Copy the listing below word for word, from the line containing "written like <point>648,380</point>." through the line containing "<point>22,129</point>", with both of those lines included. Leave the pictures out of your copy.

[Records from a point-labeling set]

____________

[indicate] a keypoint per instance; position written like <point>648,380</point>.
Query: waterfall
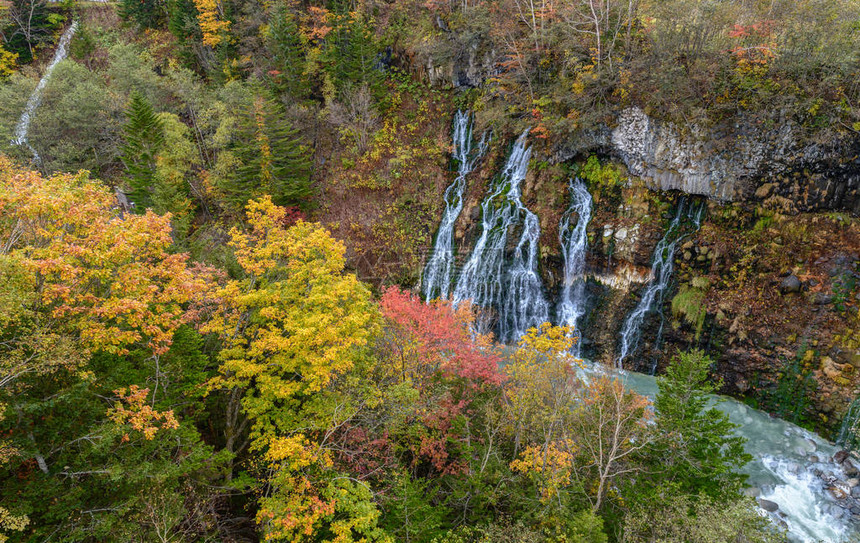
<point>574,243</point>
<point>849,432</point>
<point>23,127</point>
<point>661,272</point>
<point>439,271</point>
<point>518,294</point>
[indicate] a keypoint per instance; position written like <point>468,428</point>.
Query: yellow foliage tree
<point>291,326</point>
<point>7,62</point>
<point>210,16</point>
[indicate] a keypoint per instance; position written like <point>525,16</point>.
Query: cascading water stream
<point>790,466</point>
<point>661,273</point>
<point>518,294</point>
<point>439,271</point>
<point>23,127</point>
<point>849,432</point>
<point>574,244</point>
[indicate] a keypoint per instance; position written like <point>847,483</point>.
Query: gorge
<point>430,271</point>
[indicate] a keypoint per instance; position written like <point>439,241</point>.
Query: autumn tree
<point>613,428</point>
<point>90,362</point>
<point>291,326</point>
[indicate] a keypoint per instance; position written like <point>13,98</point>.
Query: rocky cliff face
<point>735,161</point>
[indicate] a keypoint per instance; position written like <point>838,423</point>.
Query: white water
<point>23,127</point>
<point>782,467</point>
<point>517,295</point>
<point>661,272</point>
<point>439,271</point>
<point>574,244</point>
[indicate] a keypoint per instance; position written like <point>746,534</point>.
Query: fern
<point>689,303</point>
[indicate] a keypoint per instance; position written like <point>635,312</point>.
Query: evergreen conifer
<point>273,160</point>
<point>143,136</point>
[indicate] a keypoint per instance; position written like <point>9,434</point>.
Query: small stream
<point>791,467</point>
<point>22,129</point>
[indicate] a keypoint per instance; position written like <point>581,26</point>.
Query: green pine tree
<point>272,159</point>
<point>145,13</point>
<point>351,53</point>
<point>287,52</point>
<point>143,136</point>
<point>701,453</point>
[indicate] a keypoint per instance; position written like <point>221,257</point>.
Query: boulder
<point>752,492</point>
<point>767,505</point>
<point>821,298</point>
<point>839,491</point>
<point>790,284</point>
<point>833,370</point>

____________

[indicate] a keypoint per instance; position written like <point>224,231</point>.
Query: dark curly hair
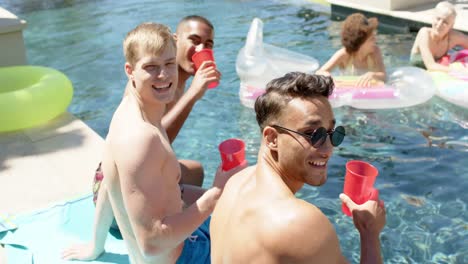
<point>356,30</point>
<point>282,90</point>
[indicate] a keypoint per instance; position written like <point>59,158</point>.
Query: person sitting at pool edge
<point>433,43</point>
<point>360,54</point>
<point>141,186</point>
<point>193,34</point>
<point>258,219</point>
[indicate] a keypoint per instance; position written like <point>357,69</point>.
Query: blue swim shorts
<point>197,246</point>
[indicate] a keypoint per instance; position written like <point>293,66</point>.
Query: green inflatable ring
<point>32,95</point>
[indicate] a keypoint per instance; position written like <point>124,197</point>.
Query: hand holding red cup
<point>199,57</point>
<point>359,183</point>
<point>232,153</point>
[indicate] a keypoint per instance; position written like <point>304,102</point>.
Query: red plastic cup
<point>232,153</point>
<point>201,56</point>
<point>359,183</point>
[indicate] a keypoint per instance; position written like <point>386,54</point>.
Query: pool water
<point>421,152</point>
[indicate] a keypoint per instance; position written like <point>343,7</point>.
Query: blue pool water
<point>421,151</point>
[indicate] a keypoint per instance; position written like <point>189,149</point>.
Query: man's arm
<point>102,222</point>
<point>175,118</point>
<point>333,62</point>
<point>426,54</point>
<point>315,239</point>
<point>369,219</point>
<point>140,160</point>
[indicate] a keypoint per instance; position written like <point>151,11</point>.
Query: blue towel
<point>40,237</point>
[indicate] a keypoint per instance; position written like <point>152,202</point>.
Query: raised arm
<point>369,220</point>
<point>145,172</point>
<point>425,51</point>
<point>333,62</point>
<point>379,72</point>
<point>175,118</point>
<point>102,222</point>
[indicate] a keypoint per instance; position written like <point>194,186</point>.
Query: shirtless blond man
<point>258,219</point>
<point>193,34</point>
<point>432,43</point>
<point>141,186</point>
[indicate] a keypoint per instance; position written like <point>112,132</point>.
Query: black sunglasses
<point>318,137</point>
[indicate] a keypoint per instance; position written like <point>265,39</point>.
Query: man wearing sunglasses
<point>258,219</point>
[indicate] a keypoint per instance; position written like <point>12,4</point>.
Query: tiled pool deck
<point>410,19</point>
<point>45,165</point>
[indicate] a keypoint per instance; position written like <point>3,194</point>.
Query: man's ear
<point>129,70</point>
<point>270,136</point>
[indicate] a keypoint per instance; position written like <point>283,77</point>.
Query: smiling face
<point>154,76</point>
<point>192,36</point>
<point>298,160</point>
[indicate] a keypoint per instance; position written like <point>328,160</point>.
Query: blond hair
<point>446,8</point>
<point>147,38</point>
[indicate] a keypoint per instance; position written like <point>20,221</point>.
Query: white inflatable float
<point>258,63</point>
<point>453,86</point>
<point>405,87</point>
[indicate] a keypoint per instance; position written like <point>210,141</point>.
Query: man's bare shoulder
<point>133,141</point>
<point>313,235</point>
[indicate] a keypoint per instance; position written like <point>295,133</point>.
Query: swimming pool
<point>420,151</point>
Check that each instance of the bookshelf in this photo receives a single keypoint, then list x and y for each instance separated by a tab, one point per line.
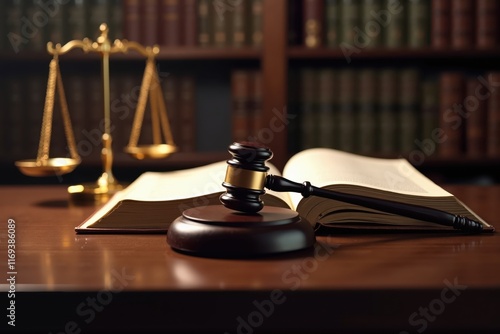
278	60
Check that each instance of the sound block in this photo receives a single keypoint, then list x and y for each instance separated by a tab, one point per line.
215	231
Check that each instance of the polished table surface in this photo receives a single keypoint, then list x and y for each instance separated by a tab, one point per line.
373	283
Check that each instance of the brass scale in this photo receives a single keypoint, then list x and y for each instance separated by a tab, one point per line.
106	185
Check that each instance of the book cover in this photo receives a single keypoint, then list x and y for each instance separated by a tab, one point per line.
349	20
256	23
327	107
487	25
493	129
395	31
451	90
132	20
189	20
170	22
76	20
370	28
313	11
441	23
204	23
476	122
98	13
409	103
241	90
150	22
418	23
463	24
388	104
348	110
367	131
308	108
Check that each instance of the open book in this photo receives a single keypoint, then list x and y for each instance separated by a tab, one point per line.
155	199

____________

• _Written response_:
[indicate] a keypoint per instance; position written like <point>648,380</point>.
Query: waterfall
<point>574,243</point>
<point>849,432</point>
<point>23,127</point>
<point>661,272</point>
<point>439,271</point>
<point>518,294</point>
[indicate] a keypoint per instance; position written like <point>468,428</point>.
Query: yellow foliage tree
<point>291,326</point>
<point>7,62</point>
<point>210,16</point>
[indicate] a keypoint per instance; position written like <point>525,16</point>.
Query: cascading water stream
<point>790,466</point>
<point>661,273</point>
<point>518,294</point>
<point>439,271</point>
<point>23,127</point>
<point>849,432</point>
<point>574,244</point>
[indicate] a keypoint per instance; position written like <point>847,483</point>.
Query: gorge
<point>430,271</point>
[indicate] a keypoint per instance; position written like <point>439,241</point>.
Query: autumn tree
<point>613,428</point>
<point>90,362</point>
<point>291,326</point>
[indicate] a keypoint per instance; position written like <point>13,98</point>.
Query: rocky cliff face
<point>735,161</point>
[indicate] a keypoint per instance; position written like <point>838,423</point>.
Query: white water
<point>23,127</point>
<point>782,467</point>
<point>517,295</point>
<point>661,272</point>
<point>439,271</point>
<point>574,244</point>
[indicate] a keypoint per instance; position written like <point>746,534</point>.
Query: fern
<point>689,303</point>
[indicate] a keypoint per instance; position written like <point>635,312</point>.
Query: evergreen conifer
<point>273,160</point>
<point>143,136</point>
[indicate] a keypoint per instance; position written like <point>9,434</point>.
Query: small stream
<point>791,467</point>
<point>22,129</point>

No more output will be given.